## WHAT IS EXPECTED
Scan the entries below, and for each line that includes the word "instance", make a copy.

SUPPLIED MATERIAL below:

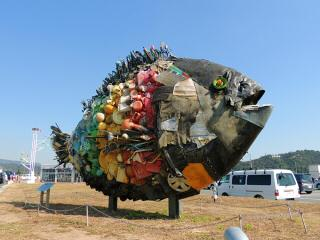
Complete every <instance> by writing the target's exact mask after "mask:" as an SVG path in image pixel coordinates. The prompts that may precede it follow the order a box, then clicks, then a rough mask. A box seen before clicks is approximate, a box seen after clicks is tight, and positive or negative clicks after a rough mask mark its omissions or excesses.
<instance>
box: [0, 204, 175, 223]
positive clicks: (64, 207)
mask: <svg viewBox="0 0 320 240" xmlns="http://www.w3.org/2000/svg"><path fill="white" fill-rule="evenodd" d="M2 203H4V204H11V205H13V206H14V207H17V208H21V209H25V210H31V209H34V210H35V211H37V209H38V205H36V204H25V203H24V202H2ZM92 207H94V208H96V209H97V210H99V211H101V212H103V213H104V214H106V215H107V216H110V217H114V218H124V219H169V218H168V216H167V215H164V214H162V213H158V212H155V213H152V212H145V211H142V210H133V209H118V210H117V211H109V210H108V209H107V208H103V207H101V206H92ZM40 209H41V211H44V212H46V213H49V214H50V213H51V214H59V215H83V216H85V215H86V205H77V204H63V203H52V204H50V205H49V207H48V209H46V208H45V207H41V208H40ZM106 215H103V214H102V213H100V212H98V211H96V210H94V209H92V208H91V207H89V216H94V217H107V216H106Z"/></svg>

End of SUPPLIED MATERIAL.

## RESPONSE AREA
Complete every <instance> by writing the target's exact mask after "mask:" as an SVG path in image pixel coordinates. The prompts that may precede it follow the order a box, then clicks, then a rough mask. A box seen before clicks is approximate, a box seen after clicks is tight, and positive or negative clicks after a rough mask mark its omissions or excesses.
<instance>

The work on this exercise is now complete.